▶ _WHAT TO DO_
Rewrite the rows from the very first line through the line containing "point(784, 383)", changing "drop" to "place" wherever it occurs and leaving everything else as it is.

(Rows from a collection)
________________________________________

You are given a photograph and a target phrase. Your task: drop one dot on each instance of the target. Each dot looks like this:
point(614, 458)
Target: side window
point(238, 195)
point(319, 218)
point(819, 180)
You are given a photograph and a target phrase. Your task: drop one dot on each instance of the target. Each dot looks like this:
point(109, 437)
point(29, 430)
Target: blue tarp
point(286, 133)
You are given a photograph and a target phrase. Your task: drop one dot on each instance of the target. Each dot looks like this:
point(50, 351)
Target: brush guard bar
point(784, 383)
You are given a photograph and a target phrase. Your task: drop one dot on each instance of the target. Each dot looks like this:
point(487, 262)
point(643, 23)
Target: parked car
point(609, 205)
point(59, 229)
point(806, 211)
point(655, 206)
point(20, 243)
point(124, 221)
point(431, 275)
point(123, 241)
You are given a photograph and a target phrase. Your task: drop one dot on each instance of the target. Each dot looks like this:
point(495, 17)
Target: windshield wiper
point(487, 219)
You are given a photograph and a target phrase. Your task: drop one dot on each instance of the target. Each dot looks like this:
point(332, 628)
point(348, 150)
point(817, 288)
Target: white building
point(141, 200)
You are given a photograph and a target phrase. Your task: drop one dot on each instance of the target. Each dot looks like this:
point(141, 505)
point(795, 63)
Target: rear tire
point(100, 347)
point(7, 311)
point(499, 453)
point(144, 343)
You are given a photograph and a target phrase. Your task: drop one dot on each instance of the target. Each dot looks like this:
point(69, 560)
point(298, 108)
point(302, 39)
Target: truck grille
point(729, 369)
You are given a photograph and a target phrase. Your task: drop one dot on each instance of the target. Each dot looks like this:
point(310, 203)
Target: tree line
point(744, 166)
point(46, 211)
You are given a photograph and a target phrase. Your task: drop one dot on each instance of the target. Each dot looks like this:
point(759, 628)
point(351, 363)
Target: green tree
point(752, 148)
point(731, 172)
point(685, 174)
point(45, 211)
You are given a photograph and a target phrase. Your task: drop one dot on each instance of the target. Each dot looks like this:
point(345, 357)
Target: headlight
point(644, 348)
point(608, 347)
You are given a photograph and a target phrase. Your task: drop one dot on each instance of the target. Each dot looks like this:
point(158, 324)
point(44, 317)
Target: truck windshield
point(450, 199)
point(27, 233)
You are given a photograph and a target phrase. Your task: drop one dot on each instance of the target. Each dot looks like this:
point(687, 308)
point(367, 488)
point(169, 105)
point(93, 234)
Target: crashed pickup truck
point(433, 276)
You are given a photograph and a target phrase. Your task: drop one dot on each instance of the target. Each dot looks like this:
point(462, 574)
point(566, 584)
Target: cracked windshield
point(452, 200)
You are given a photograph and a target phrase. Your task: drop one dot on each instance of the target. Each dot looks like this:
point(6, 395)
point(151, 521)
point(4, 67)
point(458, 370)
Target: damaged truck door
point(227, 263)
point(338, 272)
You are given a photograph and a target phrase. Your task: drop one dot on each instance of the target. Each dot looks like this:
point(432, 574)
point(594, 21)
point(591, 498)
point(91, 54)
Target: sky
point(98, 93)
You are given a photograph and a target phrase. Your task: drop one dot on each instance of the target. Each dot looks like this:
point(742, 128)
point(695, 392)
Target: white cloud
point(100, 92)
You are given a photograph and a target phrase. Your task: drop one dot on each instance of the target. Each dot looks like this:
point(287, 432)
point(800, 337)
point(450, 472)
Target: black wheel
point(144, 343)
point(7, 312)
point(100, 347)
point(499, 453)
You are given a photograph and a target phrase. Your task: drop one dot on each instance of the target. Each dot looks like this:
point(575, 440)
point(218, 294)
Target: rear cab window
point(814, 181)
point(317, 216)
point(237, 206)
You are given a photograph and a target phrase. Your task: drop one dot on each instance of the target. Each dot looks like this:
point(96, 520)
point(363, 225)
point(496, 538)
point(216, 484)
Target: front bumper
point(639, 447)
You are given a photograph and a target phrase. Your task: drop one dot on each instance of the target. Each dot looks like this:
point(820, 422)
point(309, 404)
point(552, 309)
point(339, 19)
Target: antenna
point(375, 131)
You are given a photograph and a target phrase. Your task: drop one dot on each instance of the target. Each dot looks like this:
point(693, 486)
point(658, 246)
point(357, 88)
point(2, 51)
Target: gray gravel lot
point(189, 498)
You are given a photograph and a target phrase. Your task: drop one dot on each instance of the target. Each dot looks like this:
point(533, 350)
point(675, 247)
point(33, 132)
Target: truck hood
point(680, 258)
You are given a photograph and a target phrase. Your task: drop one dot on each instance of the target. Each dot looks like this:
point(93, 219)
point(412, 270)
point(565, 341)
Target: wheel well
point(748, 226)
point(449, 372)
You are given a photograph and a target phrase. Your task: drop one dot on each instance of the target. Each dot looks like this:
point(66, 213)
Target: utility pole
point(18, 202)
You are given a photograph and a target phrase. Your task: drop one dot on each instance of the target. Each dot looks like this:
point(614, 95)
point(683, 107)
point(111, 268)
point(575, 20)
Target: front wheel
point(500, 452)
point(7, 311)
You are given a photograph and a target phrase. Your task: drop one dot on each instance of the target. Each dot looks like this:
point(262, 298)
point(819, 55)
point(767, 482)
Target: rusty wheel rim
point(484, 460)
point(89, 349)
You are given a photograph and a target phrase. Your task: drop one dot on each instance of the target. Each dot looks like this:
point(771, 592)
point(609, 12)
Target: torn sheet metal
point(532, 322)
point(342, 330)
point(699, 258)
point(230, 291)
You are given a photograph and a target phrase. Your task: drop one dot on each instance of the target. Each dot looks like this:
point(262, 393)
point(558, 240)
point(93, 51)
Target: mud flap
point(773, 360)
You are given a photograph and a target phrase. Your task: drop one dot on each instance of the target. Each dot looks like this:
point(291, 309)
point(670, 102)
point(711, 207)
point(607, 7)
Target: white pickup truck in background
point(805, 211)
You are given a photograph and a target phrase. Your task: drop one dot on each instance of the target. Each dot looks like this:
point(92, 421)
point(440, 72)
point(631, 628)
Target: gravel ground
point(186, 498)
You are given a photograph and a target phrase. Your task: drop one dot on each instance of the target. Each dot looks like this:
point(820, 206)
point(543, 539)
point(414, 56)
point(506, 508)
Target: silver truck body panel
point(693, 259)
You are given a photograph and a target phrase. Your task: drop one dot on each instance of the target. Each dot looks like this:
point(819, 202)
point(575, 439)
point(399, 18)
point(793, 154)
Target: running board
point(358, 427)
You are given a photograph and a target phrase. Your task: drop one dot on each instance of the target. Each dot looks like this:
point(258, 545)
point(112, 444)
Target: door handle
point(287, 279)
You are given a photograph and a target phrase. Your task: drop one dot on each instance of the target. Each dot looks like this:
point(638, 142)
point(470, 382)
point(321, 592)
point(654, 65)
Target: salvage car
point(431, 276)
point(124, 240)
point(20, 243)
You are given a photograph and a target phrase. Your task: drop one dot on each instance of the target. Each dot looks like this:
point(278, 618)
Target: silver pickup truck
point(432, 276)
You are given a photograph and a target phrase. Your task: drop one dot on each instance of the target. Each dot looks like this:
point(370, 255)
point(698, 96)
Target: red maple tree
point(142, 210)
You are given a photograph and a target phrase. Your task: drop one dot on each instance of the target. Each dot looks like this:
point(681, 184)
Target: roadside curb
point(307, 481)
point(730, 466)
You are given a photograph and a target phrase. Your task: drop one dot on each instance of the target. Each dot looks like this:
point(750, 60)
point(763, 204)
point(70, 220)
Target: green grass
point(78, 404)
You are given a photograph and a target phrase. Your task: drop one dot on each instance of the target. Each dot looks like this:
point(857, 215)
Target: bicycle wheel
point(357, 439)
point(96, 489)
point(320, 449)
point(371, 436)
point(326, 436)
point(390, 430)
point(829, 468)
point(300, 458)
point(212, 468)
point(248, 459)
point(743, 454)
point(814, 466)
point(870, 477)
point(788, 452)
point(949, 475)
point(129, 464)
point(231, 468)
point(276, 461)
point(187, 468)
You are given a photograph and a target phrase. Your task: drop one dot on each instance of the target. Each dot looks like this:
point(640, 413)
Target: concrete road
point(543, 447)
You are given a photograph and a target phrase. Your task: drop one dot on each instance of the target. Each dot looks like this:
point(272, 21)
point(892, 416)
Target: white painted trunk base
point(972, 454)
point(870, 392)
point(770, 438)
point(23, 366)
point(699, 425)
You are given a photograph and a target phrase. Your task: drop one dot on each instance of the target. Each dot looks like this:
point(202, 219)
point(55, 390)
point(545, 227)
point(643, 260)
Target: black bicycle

________________________________________

▶ _SOLVED PROBLEM_
You are given a photograph and a target phrase. Your task: place one dot on each instance of the target. Each dot looks like this:
point(614, 458)
Target: side window
point(238, 195)
point(319, 218)
point(819, 180)
You are given a photograph and a target phrase. Your task: place one dot on each instance of the target. Each dot looks like this:
point(109, 437)
point(29, 430)
Target: blue tarp
point(286, 133)
You are given a photograph and a target phrase. Your task: place one dot on each instance of the target. Each dot looks like this:
point(50, 351)
Target: brush guard bar
point(784, 383)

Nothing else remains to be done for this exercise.